[Dataset rows]
━━━━━━━━━━━━━━━━━━━━━━━━━━━━━━
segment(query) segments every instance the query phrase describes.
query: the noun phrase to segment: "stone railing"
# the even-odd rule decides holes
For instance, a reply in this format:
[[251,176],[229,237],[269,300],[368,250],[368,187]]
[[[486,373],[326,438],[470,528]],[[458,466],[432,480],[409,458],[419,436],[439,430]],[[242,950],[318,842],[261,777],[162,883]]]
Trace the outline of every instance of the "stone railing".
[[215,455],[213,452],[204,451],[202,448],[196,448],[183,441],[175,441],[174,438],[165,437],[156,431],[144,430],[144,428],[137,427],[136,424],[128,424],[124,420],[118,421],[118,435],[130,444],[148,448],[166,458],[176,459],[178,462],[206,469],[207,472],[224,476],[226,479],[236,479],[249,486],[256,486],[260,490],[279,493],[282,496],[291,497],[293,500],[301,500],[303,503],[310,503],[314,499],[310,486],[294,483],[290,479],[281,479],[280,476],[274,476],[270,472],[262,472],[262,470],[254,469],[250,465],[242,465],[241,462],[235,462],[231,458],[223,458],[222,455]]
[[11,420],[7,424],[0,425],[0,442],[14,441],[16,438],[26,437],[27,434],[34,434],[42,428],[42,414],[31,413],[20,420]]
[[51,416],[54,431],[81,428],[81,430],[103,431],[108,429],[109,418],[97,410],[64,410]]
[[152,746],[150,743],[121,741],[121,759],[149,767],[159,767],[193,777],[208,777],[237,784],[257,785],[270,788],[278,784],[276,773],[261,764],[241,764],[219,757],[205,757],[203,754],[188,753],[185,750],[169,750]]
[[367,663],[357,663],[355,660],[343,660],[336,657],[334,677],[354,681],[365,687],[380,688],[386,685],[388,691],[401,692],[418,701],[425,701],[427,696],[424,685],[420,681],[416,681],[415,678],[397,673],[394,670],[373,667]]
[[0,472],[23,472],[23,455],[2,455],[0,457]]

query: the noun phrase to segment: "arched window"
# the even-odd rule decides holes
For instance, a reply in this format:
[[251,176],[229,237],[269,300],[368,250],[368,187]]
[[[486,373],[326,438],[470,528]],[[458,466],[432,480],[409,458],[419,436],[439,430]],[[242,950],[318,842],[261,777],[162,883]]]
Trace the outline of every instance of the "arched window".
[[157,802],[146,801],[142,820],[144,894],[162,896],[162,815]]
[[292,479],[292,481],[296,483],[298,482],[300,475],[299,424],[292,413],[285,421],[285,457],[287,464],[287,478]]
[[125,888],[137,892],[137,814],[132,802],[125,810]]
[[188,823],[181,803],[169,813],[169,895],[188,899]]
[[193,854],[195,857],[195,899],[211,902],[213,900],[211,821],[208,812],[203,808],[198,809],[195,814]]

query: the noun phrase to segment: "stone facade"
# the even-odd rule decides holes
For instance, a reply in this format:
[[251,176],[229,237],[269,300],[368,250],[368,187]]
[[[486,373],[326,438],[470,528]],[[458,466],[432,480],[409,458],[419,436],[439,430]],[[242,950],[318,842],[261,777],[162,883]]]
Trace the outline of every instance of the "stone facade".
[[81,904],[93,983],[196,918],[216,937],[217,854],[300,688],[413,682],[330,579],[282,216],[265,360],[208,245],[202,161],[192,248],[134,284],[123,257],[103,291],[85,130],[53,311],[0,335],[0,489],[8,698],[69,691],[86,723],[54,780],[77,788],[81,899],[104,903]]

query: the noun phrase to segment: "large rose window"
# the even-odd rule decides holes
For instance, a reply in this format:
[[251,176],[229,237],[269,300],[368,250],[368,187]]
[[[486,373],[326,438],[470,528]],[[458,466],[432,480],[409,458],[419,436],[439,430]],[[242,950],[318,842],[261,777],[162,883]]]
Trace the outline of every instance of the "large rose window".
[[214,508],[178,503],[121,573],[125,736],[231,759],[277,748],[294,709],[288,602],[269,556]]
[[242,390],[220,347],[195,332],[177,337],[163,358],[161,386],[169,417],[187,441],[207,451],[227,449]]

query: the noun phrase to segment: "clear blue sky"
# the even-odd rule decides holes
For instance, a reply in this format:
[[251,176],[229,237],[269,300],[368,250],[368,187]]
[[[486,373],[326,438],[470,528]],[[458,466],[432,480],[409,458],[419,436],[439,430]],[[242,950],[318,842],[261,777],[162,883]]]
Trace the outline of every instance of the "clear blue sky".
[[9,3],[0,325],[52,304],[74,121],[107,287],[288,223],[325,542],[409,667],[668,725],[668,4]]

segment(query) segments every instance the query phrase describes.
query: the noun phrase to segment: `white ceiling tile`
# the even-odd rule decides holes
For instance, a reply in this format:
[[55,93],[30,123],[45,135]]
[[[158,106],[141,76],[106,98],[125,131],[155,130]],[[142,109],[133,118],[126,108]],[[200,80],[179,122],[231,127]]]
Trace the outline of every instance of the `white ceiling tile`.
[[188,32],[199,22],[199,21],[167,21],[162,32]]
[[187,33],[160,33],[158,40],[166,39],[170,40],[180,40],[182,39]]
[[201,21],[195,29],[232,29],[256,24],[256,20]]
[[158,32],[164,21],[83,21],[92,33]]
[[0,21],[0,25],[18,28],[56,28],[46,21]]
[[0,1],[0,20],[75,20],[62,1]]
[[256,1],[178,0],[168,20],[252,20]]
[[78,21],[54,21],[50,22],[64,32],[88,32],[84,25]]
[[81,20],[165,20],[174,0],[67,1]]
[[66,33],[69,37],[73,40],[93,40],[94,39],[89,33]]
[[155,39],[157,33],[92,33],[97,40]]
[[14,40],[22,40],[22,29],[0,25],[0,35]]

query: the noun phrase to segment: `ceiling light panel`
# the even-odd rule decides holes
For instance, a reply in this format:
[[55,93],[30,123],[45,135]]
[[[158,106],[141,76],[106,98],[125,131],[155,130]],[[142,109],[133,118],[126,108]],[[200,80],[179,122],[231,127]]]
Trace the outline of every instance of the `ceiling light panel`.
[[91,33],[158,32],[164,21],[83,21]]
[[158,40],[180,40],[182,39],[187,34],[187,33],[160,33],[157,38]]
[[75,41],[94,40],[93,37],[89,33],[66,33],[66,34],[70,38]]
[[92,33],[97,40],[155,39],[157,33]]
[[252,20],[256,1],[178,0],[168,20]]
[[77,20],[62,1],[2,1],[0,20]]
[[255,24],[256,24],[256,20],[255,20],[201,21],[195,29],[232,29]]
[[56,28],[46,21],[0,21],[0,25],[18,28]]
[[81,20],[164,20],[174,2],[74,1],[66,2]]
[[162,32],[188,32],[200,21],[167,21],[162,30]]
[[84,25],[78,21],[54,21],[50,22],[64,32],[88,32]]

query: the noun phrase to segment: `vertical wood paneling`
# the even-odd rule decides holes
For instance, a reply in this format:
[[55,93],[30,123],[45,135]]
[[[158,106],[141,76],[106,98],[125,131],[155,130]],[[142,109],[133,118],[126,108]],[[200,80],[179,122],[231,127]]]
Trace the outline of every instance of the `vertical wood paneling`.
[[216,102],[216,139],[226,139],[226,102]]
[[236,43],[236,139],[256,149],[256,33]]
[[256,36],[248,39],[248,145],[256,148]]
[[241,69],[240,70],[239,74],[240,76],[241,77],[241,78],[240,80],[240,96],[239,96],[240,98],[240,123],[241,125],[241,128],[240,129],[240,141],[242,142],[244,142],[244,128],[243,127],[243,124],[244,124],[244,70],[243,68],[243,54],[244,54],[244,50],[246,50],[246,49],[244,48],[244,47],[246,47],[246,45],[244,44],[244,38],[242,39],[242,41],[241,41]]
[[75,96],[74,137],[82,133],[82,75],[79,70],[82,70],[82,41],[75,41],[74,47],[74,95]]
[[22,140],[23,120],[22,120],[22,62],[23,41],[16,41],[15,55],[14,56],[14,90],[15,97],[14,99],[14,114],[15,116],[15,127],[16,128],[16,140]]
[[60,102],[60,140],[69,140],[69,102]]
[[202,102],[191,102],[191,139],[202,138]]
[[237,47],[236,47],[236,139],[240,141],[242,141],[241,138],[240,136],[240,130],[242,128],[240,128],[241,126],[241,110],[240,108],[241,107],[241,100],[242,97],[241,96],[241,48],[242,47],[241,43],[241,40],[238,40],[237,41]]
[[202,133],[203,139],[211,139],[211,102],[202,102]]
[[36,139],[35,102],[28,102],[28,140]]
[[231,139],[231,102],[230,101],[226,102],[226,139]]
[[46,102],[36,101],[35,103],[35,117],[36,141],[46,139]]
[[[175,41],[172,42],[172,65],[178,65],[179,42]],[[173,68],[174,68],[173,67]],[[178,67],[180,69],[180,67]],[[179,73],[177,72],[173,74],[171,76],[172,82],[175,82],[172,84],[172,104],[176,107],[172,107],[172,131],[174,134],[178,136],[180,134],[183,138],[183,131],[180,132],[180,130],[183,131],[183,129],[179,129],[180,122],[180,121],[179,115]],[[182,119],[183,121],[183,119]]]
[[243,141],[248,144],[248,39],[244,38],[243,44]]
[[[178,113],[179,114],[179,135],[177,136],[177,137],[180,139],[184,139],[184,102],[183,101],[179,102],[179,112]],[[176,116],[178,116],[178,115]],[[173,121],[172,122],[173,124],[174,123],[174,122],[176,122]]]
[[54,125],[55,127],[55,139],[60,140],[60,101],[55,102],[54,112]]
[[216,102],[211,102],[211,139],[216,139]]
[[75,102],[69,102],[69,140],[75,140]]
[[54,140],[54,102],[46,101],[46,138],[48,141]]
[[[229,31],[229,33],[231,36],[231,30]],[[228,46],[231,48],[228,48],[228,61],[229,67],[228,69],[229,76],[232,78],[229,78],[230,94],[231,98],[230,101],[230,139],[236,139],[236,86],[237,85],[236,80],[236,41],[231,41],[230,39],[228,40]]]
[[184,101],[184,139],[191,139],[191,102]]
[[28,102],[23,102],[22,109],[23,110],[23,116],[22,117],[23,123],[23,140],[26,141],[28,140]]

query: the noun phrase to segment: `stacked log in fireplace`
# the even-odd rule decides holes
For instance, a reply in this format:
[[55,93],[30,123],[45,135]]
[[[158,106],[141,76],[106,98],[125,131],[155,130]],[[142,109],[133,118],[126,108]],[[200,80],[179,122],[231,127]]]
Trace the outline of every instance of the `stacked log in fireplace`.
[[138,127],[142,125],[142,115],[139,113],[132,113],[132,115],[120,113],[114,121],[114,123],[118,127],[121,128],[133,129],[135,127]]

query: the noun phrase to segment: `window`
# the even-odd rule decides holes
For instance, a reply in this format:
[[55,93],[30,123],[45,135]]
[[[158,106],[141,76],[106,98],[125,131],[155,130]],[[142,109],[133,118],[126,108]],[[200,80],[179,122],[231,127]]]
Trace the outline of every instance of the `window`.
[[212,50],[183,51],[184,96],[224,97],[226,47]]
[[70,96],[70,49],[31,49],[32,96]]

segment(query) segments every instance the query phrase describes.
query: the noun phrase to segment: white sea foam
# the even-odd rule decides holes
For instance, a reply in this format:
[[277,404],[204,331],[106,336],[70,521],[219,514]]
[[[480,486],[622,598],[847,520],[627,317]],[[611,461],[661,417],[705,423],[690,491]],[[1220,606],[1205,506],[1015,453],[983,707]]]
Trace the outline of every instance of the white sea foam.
━━━━━━━━━━━━━━━━━━━━━━━━━━━━━━
[What to produce]
Please count how many lines of the listing above contain the string "arched", with case counting, and reply with the number alone.

[Answer to the exercise]
2